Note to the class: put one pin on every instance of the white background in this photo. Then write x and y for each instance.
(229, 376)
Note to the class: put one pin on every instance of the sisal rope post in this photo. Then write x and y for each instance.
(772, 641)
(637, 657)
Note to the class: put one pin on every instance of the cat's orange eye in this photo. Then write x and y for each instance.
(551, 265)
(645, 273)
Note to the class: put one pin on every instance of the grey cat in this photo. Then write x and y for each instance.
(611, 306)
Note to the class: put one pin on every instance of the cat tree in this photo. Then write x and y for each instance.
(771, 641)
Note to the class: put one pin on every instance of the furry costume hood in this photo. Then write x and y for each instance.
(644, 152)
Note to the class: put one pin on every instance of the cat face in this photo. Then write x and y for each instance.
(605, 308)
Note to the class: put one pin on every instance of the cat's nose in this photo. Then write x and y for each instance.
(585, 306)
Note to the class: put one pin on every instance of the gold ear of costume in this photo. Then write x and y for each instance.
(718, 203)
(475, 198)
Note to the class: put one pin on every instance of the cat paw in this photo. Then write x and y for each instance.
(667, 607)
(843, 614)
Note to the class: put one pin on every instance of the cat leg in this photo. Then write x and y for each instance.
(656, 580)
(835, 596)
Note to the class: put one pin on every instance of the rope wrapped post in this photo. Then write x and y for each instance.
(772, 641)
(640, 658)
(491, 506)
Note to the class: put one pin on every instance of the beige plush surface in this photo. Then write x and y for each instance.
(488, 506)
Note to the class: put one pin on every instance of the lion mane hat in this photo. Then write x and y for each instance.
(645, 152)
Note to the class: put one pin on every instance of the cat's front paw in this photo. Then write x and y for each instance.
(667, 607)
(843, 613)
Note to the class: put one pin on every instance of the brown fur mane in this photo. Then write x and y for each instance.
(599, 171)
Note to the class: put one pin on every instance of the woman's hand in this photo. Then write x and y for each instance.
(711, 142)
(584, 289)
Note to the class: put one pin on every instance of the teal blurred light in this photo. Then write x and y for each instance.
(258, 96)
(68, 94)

_____

# [Task prompt]
Present every row above as a Markdown table with two columns, No. and Line, numbering the rows in order and leaving out any blank lines.

# [Answer for the task]
| No. | Line |
|---|---|
| 1 | Note to the class: put one pin on every instance of the white background in this photo. Then write x and y for each instance. |
| 2 | (229, 376) |
| 3 | Note to the class: put one pin on every instance of the sisal rope post in this photo. Then write x and y for each instance. |
| 4 | (772, 641) |
| 5 | (637, 657) |
| 6 | Note to the class: put one pin on every instance of the cat's orange eye in this photo. Then write x and y for each instance. |
| 7 | (551, 265) |
| 8 | (645, 273) |
| 9 | Note to the class: put one pin on every instance of the grey cat in this photo. Then write x and y for each instance. |
| 10 | (611, 306) |
| 11 | Note to the class: put one pin on every instance of the cat tree in this photo. Then write x and y for each instance. |
| 12 | (771, 641) |
| 13 | Note to the class: put one pin on every instance of the furry costume hood in this photo. Then write x and y for each instance. |
| 14 | (644, 152) |
| 15 | Note to the class: put one pin on every instance of the cat face in this photo. Then write x and y for each instance. |
| 16 | (605, 308) |
| 17 | Note to the class: put one pin on every instance of the cat's nose in this photo. Then write x and y for each instance. |
| 18 | (585, 306) |
| 19 | Note to the class: put one pin on every instance of the gold ear of costume in this photo. Then write x and y for each instance. |
| 20 | (718, 203) |
| 21 | (475, 198) |
| 22 | Note to the class: put one pin on every instance of the cat paw in this photo. Then write x and y for each instance. |
| 23 | (667, 607) |
| 24 | (843, 614) |
| 25 | Note to the class: put one pin on every instance of the cat leg in this photo. Then write x and y for each instance. |
| 26 | (656, 580) |
| 27 | (835, 596) |
| 28 | Note to the class: put one pin on every instance of the rope wrapped post in this photo. Then write x and y for each instance. |
| 29 | (772, 641) |
| 30 | (640, 658) |
| 31 | (491, 506) |
| 32 | Note to the class: put one pin on every instance of the beige plush surface in this photo. Then write x and y for each instance. |
| 33 | (488, 506) |
| 34 | Note to the class: put one pin on every instance of the lion mane hat in this photo. Then write x and y for each instance. |
| 35 | (645, 152) |
| 36 | Note to the class: put one pin on every instance of the cat's front paw in this photo. Then write x and y for each instance. |
| 37 | (667, 607) |
| 38 | (843, 613) |
| 39 | Note to the class: put one pin on every instance of the brown fur mane in this photo. Then write x and y for each instance. |
| 40 | (599, 171) |
| 41 | Note to the class: put one pin on every instance of the woman's hand in this photo. Then write x and y for each instance. |
| 42 | (711, 142) |
| 43 | (584, 289) |
| 44 | Note to the class: put one pin on every instance of the teal blurred light in this photo. Then write x and y for each instance. |
| 45 | (258, 96) |
| 46 | (68, 94) |